Text excerpt:

[Start of Attachment]

Thursday, July 15, 2021

a box of stories waiting to be told

i came across an amazing item that sold on a sotheby's auction back in may. it's a 19th century box containing a collection of objects pertaining to the occult and witchcraft. i say "came across," but it's because i subscribe to an esoteric little substack called dearest. and monica, who writes the substack finds the most fascinating stories, mostly about jewelry, but also about interesting items like this. 

whenever i see something like this, i think of all the stories it could tell if you could only listen to it just right. it sold for just over £20,000. a bit steep for a box of whispered stories. i would really love to open it up and examine all the items. it was probably worth the price.

Wednesday, April 29, 2020

my media diet


stumbling upon the WITI (why is this interesting?) newsletter, i found myself reading the whole stack of their monday media diet entries. aside: what is it about substack, it seems like all the cool kids are writing there these days.

when i first saw the title "media diet" - i was like, YES, i could use one of those. but it's more general than that, it's more like what media do you feed yourself with these days, rather than which media are you cutting out of your life to save on mental calories.

[End of Attachment]

What to work on: In the blog excerpt, restate the paragraph beginning "i came across an amazing item" as a short bulleted list of its main facts.

Provided records:

[Start of Attachment]

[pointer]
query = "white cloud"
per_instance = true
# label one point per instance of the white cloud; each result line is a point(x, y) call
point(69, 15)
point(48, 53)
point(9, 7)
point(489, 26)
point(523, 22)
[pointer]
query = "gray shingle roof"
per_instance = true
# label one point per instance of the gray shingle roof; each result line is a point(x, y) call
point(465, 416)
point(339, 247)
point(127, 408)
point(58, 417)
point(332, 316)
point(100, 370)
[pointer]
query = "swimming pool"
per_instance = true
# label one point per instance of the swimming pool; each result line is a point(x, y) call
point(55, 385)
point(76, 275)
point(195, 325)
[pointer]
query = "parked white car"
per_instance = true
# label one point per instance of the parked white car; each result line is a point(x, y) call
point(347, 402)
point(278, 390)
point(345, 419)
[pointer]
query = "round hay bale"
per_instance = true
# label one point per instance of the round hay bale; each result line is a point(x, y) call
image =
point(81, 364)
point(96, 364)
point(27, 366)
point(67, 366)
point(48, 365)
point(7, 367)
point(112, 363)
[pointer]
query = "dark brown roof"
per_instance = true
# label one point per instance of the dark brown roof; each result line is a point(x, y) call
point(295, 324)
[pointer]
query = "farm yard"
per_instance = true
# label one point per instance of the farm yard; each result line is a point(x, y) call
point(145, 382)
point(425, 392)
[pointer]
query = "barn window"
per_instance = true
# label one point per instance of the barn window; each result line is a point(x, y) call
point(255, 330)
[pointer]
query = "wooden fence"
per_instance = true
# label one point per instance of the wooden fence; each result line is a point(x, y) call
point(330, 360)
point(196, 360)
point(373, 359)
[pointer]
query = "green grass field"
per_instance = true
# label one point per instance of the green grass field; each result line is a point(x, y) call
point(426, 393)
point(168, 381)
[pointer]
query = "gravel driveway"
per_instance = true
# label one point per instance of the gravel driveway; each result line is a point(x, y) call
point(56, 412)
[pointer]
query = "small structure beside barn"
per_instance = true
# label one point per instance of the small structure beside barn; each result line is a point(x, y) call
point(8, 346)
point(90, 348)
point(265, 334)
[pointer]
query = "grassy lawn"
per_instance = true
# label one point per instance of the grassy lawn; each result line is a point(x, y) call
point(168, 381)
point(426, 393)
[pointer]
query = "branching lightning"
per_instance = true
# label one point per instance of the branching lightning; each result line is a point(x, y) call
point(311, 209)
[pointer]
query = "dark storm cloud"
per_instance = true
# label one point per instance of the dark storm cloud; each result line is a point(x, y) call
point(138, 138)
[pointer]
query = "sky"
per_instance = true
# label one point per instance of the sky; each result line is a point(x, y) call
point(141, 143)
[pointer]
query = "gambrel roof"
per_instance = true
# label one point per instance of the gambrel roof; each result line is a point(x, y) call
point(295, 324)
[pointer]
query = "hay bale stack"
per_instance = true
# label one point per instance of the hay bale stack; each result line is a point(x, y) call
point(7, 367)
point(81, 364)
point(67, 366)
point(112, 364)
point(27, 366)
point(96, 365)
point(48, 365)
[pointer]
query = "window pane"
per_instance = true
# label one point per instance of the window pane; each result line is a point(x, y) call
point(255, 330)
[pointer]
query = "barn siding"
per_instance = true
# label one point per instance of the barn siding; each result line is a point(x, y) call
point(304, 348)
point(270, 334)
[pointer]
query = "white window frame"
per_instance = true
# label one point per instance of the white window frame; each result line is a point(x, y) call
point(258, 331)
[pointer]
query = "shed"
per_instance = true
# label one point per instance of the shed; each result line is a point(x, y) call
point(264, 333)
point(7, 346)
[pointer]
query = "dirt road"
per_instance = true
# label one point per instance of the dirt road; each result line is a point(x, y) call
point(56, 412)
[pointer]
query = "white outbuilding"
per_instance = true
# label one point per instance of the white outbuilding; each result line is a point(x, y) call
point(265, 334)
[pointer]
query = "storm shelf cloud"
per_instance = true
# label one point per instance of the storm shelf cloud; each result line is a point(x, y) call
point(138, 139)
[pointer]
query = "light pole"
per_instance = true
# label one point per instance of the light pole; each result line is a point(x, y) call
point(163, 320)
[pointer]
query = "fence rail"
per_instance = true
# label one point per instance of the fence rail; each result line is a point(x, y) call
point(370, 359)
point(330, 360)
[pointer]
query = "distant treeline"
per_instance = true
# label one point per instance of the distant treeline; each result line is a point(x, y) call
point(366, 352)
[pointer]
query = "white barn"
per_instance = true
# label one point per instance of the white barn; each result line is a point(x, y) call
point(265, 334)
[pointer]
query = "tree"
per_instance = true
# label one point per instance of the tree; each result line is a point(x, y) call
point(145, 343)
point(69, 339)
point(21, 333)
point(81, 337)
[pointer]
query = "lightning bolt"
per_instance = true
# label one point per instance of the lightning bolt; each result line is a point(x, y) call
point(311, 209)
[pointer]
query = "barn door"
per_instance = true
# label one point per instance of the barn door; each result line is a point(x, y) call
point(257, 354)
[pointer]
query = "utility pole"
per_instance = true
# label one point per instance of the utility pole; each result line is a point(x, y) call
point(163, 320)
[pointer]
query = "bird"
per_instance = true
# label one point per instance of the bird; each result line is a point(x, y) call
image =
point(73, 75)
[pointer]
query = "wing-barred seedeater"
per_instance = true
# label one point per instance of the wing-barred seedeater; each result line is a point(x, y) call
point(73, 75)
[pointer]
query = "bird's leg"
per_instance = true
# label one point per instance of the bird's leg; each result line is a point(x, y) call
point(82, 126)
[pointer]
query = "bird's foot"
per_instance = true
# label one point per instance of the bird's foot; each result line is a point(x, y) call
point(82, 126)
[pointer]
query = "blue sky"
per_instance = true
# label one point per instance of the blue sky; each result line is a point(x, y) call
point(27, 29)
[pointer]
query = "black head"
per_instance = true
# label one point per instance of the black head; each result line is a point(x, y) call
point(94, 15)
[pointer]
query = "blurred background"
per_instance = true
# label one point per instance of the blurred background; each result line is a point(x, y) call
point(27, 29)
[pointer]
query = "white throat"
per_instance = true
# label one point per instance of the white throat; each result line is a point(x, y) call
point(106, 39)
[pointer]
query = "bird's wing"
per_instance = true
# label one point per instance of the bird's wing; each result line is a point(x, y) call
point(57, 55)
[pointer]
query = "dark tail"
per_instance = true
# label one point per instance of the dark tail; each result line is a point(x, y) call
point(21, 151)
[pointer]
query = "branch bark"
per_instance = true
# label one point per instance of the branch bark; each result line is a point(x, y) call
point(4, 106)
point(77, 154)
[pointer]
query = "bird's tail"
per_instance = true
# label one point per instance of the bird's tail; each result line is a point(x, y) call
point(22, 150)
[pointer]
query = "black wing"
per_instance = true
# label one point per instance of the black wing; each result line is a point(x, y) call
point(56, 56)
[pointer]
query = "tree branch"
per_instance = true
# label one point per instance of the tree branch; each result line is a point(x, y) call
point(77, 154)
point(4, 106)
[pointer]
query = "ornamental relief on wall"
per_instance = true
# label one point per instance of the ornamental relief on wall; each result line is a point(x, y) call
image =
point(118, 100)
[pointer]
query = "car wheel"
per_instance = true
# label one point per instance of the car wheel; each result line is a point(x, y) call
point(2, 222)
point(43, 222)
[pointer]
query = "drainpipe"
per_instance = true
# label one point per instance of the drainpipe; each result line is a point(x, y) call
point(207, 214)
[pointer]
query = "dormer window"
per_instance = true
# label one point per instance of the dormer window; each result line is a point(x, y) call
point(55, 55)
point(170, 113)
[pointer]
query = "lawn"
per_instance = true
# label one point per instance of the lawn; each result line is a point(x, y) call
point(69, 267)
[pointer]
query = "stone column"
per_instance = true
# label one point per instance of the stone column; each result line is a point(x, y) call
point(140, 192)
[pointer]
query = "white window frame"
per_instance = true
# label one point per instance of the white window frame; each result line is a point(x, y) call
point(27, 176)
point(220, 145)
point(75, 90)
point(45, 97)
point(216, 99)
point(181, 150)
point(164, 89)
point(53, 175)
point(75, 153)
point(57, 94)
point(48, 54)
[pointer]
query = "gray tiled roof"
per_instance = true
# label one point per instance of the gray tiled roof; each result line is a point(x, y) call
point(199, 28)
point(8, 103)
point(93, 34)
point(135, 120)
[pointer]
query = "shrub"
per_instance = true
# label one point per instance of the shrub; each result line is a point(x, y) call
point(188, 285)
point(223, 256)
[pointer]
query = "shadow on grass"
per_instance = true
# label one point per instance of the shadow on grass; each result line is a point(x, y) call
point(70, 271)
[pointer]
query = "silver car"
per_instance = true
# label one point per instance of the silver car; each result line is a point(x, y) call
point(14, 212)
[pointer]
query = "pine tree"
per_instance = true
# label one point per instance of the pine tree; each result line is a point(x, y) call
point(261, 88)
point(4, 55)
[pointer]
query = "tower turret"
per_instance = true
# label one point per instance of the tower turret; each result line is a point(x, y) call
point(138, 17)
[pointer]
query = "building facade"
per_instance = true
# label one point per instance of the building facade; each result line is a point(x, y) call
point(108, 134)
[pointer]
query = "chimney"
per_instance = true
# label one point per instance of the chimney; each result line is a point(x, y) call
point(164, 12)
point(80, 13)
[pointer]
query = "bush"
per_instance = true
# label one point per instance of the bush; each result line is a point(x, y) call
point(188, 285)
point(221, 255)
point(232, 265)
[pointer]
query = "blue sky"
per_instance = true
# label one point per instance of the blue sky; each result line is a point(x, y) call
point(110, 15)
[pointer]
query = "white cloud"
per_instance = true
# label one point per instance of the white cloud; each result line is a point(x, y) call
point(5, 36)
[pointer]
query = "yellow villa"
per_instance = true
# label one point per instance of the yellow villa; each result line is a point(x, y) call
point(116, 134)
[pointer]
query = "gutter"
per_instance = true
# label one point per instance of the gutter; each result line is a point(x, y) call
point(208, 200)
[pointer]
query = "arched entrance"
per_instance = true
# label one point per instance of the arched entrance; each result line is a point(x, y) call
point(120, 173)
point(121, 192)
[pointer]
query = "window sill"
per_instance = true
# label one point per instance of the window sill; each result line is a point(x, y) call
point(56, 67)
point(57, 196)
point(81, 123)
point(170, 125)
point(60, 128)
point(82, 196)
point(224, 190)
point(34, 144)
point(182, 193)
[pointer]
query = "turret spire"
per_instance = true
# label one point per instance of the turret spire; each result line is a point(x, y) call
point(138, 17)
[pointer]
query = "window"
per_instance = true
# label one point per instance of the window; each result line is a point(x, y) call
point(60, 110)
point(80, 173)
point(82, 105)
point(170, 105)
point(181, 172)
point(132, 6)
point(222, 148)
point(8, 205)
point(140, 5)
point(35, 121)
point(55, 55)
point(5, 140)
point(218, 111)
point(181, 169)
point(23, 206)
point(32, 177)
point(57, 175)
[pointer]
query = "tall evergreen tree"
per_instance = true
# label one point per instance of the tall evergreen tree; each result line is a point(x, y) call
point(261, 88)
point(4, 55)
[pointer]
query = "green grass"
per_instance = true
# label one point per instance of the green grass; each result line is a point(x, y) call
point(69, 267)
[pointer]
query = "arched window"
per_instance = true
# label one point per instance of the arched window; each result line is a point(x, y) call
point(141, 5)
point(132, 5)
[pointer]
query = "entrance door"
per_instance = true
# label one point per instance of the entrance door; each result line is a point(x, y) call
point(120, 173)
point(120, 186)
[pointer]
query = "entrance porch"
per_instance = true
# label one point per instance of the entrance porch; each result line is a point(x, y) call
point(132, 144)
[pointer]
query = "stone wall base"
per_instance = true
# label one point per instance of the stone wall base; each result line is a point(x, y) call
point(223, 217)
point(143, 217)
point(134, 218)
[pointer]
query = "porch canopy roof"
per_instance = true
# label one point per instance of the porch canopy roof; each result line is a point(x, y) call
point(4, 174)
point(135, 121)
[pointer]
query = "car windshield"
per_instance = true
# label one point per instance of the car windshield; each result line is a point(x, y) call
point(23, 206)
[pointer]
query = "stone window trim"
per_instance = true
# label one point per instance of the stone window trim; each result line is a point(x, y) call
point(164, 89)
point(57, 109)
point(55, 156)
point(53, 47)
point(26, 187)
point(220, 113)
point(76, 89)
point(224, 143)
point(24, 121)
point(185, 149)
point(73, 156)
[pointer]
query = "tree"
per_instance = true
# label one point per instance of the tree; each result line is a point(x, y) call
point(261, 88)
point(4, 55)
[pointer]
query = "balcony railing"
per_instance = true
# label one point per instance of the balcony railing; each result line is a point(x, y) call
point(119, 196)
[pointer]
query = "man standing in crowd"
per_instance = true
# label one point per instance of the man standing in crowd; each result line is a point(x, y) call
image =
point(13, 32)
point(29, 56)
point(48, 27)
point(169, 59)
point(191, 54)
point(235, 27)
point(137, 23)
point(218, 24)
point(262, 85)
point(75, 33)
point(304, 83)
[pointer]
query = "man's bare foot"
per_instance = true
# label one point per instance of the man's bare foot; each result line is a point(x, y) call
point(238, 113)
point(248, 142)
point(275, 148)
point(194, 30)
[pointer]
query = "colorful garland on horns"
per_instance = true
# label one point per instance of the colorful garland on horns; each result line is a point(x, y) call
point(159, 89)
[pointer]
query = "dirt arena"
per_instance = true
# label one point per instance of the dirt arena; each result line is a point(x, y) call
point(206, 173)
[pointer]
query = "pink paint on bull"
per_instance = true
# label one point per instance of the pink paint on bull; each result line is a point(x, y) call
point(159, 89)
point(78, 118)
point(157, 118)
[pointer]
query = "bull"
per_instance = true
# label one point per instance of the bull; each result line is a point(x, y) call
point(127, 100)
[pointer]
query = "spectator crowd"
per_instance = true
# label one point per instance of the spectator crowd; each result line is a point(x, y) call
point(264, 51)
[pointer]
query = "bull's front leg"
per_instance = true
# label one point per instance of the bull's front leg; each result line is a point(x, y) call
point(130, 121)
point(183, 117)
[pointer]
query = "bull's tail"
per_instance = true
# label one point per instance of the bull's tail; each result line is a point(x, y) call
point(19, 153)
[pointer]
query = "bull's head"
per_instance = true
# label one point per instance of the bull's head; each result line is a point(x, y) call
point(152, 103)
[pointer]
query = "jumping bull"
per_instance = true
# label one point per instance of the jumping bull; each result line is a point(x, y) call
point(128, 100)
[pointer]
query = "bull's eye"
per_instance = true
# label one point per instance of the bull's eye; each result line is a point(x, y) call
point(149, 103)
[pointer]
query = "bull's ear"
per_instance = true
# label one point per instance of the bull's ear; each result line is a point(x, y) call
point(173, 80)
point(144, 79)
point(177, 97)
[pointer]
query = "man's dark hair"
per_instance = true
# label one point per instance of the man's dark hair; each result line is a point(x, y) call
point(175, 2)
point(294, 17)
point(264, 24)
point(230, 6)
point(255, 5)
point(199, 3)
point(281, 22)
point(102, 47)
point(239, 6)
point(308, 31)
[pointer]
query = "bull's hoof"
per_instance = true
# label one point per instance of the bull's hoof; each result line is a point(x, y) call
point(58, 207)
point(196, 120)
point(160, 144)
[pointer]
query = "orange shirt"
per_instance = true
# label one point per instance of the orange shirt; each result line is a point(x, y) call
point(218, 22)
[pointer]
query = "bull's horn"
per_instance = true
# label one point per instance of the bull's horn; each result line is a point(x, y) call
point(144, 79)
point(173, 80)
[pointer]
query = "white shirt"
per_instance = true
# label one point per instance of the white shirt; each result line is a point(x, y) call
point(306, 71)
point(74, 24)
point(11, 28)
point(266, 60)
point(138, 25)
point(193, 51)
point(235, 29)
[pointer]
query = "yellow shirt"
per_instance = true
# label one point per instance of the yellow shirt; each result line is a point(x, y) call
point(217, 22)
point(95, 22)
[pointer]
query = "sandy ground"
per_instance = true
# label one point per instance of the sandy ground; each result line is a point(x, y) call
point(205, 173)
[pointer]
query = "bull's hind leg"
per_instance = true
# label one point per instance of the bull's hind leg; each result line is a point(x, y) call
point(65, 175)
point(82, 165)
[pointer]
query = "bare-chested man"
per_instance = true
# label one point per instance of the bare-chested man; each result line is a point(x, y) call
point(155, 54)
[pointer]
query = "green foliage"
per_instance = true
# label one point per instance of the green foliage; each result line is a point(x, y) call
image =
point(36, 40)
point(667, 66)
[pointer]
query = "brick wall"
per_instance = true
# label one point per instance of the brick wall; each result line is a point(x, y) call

[End of Attachment]

Answer for this exercise:
- A 19th-century box holding a collection of objects related to the occult and witchcraft sold at a Sotheby's auction in May.
- The writer learned of it through a subscription to a small esoteric Substack called dearest.
- Monica, who writes dearest, finds fascinating stories, mostly about jewelry but also about unusual items like this box.